A beautiful winter day - cool and sunny & perfect for a ramble across some still unexplored trails. So I packed a few necessities and unleashed Mary, who is always happy to join me on a walk, long or short. Down by the cemetary and out of the village. Rather too many weekenders in the direction of the monastery, so I followed the old road by the highway and the brambled winter stream. Still lots of mud after this week’s rain.
Walking in no particular direction, with no particular purpose, allows my mind to follow suit. I wouldn’t call it meditation, but on the other hand I don’t get wrapped up in my thoughts. It’s just a time of relative mental freedom. It would be nice to think Deep Thoughts like Sebald, whose book ‘The Rings of Saturn’ I stopped to read for a while on the sunny side of a hill. Sebald starts in Suffolk but the way takes him wherever his muse and kalaidopedic ruminations lead him. Nothing of that, nor Krishnamurti’s ‘beneficience’ come to me. But neither do boredom or listlessness. I wonder how my mental state compares to Mary’s - probably rather poorly. If I am half-cognizant of the muddy path and the rustle of the underbrush, she is much more alert, enthusiastic and aware. Her nose is both sharper and closer to the earth, and it leads her hither and thither, so that half an hour of human time must be worth much more in a dog’s experience. Once, while I was sitting, gazing down through the trees she suddenly started to chase fantasms. Then, abruptly, she came up just before my knees and began vigorously to dig a deep hole in the dark soil, at times stopping to thrust her nose down into it. Who knows what was seeking, or imagined she had perceived.
The same half awareness, a consequence of the mind’s multitasking, is a permanent or chronic condition. Consciousness passes in and out between the internal and external worlds. This week one of the most interesting external stimuli was the installation at the Helena Rubinstein museum, ‘Endless solution’, which opened up a little like a riddle, to be solved like one of Yotam’s computer games, but which was also quite a sensual, atmospheric experience, like a strange dream. Endlessly unraveling strings of floating watermelons, candyfloss sheep, a rusting bicycle bejeweled with salt crystals, a couple laboriously furrowing lines in the sand, like strands of DNA, before the inevitable tide. All of this touched my consciousness without really being settled or resolved, and in this, art seems to be true to life, which also flows by without either being fully perceived or understood. So this is a journal of half-perceptions and half-truths. An exhibition, whose creator’s name has been forgotten, a conference half-attended, a photo-opportunity just missed. And always the likelihood that the true wonder of the day lay just up the path not taken.

Problem requirements -> Retype the part of the journal entry starting with "A beautiful winter" and going on through "this week’s rain.". This material has no connection to the journal entry.

Dataset entries ->
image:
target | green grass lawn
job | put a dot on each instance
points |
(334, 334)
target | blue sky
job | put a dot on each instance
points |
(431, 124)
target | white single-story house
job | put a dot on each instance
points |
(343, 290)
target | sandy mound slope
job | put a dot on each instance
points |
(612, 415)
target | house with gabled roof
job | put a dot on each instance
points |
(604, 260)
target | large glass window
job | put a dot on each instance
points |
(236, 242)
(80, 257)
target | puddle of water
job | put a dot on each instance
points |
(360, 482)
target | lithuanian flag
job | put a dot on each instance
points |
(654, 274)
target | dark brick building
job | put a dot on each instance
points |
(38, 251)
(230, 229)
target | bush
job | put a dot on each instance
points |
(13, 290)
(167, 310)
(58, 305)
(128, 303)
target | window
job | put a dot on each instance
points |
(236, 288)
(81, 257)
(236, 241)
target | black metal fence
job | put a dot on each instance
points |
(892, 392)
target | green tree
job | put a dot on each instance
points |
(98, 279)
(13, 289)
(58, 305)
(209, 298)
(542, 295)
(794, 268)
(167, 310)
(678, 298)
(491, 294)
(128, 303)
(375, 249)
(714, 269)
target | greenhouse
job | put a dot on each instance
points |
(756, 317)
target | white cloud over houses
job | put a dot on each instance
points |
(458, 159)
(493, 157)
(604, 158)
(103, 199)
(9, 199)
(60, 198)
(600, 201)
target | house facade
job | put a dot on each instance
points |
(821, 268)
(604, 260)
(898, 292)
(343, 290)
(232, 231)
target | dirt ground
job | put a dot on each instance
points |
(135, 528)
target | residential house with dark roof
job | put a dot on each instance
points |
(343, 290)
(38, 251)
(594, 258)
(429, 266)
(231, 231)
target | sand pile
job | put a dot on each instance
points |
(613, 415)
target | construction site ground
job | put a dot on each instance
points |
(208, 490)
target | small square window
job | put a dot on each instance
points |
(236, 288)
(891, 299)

Response to the task ->
A beautiful winter day - cool and sunny & perfect for a ramble across some still unexplored trails. So I packed a few necessities and unleashed Mary, who is always happy to join me on a walk, long or short. Down by the cemetary and out of the village. Rather too many weekenders in the direction of the monastery, so I followed the old road by the highway and the brambled winter stream. Still lots of mud after this week’s rain.